Work to complete: All lines before the one containing "negative clicks: (617, 129) (661, 119)", plus that line itself, are to be printed exactly as they appear below.

**** Data in this exercise

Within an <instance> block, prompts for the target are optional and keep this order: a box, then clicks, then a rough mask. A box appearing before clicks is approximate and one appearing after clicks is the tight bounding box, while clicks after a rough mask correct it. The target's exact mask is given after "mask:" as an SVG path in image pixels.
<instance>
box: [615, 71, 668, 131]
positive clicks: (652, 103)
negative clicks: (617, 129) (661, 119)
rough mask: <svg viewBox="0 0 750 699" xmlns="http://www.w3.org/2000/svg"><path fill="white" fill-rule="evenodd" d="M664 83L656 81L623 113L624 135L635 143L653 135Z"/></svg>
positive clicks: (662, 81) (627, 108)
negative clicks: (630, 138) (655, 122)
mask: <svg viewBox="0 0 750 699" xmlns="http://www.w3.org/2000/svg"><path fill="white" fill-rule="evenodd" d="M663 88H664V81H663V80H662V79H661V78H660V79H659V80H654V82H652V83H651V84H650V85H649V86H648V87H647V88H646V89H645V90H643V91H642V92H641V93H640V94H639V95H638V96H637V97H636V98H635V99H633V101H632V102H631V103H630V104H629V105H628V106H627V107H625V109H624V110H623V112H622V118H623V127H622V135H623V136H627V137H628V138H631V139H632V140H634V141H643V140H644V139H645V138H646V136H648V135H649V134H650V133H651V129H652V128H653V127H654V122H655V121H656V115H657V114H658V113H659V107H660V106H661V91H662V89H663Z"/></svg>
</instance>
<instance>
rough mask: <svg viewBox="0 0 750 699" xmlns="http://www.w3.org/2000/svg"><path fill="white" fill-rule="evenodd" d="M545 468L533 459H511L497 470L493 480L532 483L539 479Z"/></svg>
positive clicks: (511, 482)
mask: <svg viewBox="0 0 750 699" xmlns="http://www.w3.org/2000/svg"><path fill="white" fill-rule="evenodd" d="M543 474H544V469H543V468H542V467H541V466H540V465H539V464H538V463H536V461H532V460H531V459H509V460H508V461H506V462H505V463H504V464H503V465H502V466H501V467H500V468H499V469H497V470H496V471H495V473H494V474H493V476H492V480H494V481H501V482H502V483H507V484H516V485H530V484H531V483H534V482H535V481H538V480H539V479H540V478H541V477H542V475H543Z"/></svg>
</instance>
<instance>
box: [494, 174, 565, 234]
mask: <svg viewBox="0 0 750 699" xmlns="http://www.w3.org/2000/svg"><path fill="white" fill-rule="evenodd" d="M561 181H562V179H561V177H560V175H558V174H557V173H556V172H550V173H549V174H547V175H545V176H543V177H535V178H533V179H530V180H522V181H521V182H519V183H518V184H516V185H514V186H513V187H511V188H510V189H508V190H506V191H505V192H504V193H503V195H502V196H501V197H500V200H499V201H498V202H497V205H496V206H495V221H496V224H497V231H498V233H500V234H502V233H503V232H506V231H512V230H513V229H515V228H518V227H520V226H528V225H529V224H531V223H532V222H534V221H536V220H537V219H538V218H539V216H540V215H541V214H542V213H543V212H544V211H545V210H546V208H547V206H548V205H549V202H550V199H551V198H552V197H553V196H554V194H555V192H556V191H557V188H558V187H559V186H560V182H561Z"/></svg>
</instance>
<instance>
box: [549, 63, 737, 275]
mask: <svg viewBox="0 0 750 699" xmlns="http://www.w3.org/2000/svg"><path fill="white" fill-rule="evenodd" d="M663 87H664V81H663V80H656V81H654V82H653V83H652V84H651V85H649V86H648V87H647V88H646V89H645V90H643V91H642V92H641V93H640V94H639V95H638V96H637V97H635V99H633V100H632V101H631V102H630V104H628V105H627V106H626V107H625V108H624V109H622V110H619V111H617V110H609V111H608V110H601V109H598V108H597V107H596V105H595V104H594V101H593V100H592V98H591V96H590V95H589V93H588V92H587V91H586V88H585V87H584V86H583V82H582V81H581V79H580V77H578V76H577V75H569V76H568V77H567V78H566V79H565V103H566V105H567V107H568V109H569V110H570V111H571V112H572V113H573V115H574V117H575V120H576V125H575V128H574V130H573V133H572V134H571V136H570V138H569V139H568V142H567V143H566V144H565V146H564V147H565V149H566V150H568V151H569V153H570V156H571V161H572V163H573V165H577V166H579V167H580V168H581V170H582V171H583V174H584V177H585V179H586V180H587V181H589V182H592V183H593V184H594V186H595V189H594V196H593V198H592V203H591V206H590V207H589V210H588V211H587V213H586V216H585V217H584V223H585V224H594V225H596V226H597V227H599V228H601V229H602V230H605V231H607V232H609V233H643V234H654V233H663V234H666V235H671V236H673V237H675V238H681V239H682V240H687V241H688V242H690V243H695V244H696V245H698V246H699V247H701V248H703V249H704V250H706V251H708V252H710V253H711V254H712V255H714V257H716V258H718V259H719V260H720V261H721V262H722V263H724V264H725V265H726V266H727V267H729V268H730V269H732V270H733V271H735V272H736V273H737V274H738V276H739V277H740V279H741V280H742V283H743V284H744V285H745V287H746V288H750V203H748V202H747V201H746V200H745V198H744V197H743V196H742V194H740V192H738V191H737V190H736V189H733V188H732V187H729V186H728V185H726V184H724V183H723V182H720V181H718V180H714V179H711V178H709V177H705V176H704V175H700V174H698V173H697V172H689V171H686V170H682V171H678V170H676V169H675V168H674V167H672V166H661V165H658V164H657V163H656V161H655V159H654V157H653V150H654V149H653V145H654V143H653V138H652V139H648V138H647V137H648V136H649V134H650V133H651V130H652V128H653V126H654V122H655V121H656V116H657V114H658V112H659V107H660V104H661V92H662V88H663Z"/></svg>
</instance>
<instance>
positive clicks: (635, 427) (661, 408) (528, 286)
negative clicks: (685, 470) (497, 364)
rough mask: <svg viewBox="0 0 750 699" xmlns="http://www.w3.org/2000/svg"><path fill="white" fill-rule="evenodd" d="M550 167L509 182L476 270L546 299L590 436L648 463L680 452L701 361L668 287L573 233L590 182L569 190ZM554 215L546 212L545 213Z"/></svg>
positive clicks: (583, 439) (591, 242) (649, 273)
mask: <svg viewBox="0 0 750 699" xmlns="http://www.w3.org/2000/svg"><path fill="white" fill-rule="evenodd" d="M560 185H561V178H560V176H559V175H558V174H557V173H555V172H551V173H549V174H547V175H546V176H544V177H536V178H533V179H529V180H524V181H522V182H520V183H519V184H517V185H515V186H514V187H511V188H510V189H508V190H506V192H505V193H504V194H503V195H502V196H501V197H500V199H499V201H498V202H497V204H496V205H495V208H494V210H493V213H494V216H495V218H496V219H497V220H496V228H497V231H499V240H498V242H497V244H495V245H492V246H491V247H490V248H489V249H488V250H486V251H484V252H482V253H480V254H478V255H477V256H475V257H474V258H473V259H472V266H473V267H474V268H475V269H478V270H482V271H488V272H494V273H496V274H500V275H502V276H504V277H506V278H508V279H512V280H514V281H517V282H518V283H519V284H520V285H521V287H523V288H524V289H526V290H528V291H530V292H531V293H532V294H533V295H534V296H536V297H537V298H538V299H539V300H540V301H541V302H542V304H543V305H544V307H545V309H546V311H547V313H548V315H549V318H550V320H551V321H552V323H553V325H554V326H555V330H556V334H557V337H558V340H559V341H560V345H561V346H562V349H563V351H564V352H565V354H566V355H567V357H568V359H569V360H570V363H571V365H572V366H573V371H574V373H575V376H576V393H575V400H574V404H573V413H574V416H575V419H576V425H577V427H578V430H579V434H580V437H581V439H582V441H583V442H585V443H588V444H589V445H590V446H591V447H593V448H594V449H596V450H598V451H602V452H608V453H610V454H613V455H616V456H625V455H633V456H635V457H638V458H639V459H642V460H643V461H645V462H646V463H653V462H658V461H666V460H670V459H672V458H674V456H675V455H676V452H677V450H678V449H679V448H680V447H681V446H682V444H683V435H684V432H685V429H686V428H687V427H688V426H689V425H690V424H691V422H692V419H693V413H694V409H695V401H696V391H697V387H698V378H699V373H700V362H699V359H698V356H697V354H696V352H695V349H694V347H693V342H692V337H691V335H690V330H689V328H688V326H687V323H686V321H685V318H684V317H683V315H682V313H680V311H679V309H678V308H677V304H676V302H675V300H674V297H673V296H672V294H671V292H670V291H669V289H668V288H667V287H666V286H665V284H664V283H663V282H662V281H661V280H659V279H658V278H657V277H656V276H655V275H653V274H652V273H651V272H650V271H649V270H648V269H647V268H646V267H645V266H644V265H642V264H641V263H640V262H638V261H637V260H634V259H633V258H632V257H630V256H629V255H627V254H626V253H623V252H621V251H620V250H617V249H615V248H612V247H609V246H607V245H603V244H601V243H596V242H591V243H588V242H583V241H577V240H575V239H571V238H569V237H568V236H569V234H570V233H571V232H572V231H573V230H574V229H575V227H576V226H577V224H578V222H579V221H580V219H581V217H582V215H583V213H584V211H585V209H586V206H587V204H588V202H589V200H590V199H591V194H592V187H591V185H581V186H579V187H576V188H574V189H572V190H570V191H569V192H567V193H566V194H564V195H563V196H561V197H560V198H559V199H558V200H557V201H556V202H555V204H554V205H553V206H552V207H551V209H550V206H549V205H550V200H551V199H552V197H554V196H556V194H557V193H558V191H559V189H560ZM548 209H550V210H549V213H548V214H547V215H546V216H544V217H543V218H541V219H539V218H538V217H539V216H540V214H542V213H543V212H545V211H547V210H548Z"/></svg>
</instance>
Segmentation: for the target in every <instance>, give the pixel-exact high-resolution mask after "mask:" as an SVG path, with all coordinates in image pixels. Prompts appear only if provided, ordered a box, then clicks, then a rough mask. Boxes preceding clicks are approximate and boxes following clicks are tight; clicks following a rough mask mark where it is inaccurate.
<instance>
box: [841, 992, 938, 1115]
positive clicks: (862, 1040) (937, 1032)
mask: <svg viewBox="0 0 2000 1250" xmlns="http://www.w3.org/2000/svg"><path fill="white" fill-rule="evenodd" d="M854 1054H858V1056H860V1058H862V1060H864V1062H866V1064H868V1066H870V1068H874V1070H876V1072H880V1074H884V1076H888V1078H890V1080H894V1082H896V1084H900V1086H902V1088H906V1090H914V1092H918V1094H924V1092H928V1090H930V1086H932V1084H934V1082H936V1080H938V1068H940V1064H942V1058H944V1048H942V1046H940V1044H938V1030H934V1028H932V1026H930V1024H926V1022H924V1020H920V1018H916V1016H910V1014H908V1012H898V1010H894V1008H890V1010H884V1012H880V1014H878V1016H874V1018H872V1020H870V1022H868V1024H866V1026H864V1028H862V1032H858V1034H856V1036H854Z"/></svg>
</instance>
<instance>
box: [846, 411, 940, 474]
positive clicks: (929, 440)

********

Response for this exercise:
Within an <instance> block, prompts for the target are optional and keep this order: a box, then clicks, then a rough mask. A box appearing before clicks is approximate and one appearing after clicks is the tight bounding box, while clicks after a rough mask correct it. The target's exact mask is given after "mask:" as an SVG path in image pixels.
<instance>
box: [615, 71, 668, 131]
positive clicks: (652, 103)
negative clicks: (617, 129) (661, 119)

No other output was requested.